Reproduce all of the material, keeping each line intact.

• [Given records]:
########################################

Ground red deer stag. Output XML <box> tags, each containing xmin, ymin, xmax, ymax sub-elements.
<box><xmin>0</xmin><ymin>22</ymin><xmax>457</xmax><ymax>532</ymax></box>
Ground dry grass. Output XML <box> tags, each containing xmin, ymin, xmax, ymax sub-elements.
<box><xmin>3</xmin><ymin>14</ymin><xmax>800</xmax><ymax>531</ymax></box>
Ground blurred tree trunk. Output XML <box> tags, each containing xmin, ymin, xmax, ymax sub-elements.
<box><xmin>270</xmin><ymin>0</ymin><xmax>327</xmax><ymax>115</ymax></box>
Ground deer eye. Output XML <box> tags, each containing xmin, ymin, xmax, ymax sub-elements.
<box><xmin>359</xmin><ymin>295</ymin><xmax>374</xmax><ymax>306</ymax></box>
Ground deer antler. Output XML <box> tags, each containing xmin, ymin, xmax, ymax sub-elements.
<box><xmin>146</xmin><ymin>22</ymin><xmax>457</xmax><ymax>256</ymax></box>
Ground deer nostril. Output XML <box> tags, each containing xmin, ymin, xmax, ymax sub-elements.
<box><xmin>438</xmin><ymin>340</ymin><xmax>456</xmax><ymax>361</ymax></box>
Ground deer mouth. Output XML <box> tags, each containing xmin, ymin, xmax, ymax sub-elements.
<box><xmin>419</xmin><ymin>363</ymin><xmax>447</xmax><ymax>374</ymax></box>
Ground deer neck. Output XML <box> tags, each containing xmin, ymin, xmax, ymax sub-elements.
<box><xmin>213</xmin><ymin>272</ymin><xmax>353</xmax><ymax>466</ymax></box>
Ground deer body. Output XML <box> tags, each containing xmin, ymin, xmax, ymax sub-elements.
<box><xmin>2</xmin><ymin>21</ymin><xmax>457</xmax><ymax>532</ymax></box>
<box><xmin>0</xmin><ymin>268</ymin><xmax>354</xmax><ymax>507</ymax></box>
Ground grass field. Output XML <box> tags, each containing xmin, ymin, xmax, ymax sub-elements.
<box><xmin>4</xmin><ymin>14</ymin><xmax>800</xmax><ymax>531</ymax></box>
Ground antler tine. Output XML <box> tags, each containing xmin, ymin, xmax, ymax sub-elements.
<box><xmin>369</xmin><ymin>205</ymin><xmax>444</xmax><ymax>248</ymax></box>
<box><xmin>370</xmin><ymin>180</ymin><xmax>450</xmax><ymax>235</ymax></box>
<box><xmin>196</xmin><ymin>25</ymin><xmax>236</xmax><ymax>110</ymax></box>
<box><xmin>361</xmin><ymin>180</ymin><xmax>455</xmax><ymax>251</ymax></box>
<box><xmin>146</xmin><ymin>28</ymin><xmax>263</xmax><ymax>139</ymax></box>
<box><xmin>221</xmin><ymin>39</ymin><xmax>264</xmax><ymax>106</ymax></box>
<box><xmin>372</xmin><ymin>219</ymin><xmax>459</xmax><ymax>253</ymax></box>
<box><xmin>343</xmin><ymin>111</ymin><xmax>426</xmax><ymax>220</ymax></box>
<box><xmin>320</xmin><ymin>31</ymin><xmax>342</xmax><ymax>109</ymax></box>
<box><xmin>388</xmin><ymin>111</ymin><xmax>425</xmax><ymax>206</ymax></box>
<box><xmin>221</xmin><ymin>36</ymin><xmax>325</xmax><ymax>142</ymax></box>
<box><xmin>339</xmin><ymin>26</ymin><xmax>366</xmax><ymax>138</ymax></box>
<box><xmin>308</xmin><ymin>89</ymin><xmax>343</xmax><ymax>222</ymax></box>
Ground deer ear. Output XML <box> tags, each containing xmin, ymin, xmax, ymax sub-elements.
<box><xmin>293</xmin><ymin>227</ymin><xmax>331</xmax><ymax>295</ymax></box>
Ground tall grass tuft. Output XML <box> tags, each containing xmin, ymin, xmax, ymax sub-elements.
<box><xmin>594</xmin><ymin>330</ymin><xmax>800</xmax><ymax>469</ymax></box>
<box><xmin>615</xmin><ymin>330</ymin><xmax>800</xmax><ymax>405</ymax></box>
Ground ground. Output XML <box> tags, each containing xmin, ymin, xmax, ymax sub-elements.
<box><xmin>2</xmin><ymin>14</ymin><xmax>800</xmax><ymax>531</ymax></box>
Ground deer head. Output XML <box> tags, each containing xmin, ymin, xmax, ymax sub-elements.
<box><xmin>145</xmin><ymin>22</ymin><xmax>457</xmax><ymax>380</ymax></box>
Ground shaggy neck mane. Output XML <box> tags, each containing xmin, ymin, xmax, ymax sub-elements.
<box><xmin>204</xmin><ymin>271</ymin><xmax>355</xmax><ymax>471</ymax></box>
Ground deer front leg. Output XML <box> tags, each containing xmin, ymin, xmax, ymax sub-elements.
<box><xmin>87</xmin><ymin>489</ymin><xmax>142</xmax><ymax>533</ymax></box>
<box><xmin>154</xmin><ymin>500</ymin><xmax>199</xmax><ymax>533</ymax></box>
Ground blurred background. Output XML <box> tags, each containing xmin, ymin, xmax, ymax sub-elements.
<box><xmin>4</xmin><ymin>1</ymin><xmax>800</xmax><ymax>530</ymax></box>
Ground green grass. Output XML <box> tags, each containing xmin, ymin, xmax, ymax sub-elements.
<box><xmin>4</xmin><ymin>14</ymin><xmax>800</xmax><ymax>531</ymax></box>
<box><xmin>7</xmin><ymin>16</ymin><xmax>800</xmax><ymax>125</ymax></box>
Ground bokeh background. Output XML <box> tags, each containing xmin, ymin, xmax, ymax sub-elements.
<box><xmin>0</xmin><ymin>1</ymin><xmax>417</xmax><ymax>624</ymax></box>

########################################

• [Result for this task]:
Ground red deer stag. Output XML <box> tags, each containing xmin, ymin, xmax, ymax sub-elements.
<box><xmin>0</xmin><ymin>22</ymin><xmax>457</xmax><ymax>532</ymax></box>
Ground dry grass. Output XML <box> tags, each containing xmin, ymin, xmax, ymax sub-elements.
<box><xmin>3</xmin><ymin>14</ymin><xmax>800</xmax><ymax>531</ymax></box>
Ground blurred tree trunk. Output XML <box> tags, each containing xmin, ymin, xmax, ymax sub-elements.
<box><xmin>270</xmin><ymin>0</ymin><xmax>327</xmax><ymax>115</ymax></box>
Ground deer eye. Output XML <box> tags, each containing xmin, ymin, xmax, ymax sub-elements.
<box><xmin>359</xmin><ymin>295</ymin><xmax>374</xmax><ymax>306</ymax></box>
Ground deer antler. Output XML <box> tags, each containing xmin, ymin, xmax, ymax sub-elements.
<box><xmin>146</xmin><ymin>22</ymin><xmax>457</xmax><ymax>256</ymax></box>
Ground deer nostril. Output XML <box> tags, each containing xmin, ymin, xmax, ymax sub-elements.
<box><xmin>438</xmin><ymin>340</ymin><xmax>456</xmax><ymax>361</ymax></box>
Ground deer mouth. Output XML <box> tags, each containing xmin, ymin, xmax, ymax sub-elements.
<box><xmin>419</xmin><ymin>363</ymin><xmax>447</xmax><ymax>374</ymax></box>
Ground deer neck. Output XML <box> tags, each containing xmin, ymin, xmax, ymax sub-elements.
<box><xmin>213</xmin><ymin>272</ymin><xmax>353</xmax><ymax>466</ymax></box>
Ground deer body. Output XML <box> tags, each containing xmin, ymin, xmax, ymax sub-elements.
<box><xmin>2</xmin><ymin>21</ymin><xmax>457</xmax><ymax>532</ymax></box>
<box><xmin>0</xmin><ymin>268</ymin><xmax>354</xmax><ymax>507</ymax></box>
Ground grass field. Output XML <box> tags, each containing xmin, ymin, xmax, ymax sub-elements.
<box><xmin>4</xmin><ymin>14</ymin><xmax>800</xmax><ymax>531</ymax></box>
Ground antler tine. Output XML <box> tags, each containing xmin, ymin, xmax, ymax sub-elements.
<box><xmin>369</xmin><ymin>205</ymin><xmax>444</xmax><ymax>248</ymax></box>
<box><xmin>370</xmin><ymin>180</ymin><xmax>450</xmax><ymax>235</ymax></box>
<box><xmin>196</xmin><ymin>25</ymin><xmax>236</xmax><ymax>110</ymax></box>
<box><xmin>361</xmin><ymin>180</ymin><xmax>455</xmax><ymax>251</ymax></box>
<box><xmin>146</xmin><ymin>28</ymin><xmax>263</xmax><ymax>139</ymax></box>
<box><xmin>221</xmin><ymin>39</ymin><xmax>264</xmax><ymax>106</ymax></box>
<box><xmin>372</xmin><ymin>219</ymin><xmax>459</xmax><ymax>253</ymax></box>
<box><xmin>343</xmin><ymin>111</ymin><xmax>426</xmax><ymax>220</ymax></box>
<box><xmin>320</xmin><ymin>31</ymin><xmax>342</xmax><ymax>109</ymax></box>
<box><xmin>388</xmin><ymin>111</ymin><xmax>425</xmax><ymax>206</ymax></box>
<box><xmin>221</xmin><ymin>36</ymin><xmax>325</xmax><ymax>142</ymax></box>
<box><xmin>339</xmin><ymin>26</ymin><xmax>366</xmax><ymax>138</ymax></box>
<box><xmin>308</xmin><ymin>89</ymin><xmax>343</xmax><ymax>222</ymax></box>
Ground deer ear. Output XML <box> tags, each containing xmin, ymin, xmax, ymax sub-elements.
<box><xmin>293</xmin><ymin>227</ymin><xmax>331</xmax><ymax>295</ymax></box>
Ground tall grass tuft. Output XML <box> tags, each containing xmin, ymin, xmax, ymax sub-elements.
<box><xmin>594</xmin><ymin>330</ymin><xmax>800</xmax><ymax>469</ymax></box>
<box><xmin>615</xmin><ymin>330</ymin><xmax>800</xmax><ymax>405</ymax></box>
Ground ground. Output XML <box> tags, each containing xmin, ymin, xmax, ymax sub-elements.
<box><xmin>2</xmin><ymin>14</ymin><xmax>800</xmax><ymax>531</ymax></box>
Ground deer head. Output XML <box> tags, each containing xmin, ymin, xmax, ymax sub-elements.
<box><xmin>145</xmin><ymin>22</ymin><xmax>457</xmax><ymax>380</ymax></box>
Ground shaggy neck mane. Output XML <box> tags, each containing xmin, ymin, xmax, ymax sub-elements.
<box><xmin>204</xmin><ymin>271</ymin><xmax>355</xmax><ymax>471</ymax></box>
Ground deer front leg. Output XML <box> tags, each containing xmin, ymin, xmax, ymax sub-elements.
<box><xmin>87</xmin><ymin>489</ymin><xmax>142</xmax><ymax>533</ymax></box>
<box><xmin>154</xmin><ymin>500</ymin><xmax>199</xmax><ymax>533</ymax></box>
Ground blurred background. Output XML <box> tags, each containing xmin, ymin, xmax, ymax sub-elements.
<box><xmin>4</xmin><ymin>1</ymin><xmax>800</xmax><ymax>530</ymax></box>
Ground green grass. Output XML <box> tags, each containing xmin, ymin, xmax, ymax sub-elements.
<box><xmin>4</xmin><ymin>14</ymin><xmax>800</xmax><ymax>531</ymax></box>
<box><xmin>7</xmin><ymin>16</ymin><xmax>800</xmax><ymax>125</ymax></box>
Ground bokeh background. Output XML <box> tags, each containing xmin, ymin, xmax, ymax sub-elements.
<box><xmin>0</xmin><ymin>1</ymin><xmax>417</xmax><ymax>624</ymax></box>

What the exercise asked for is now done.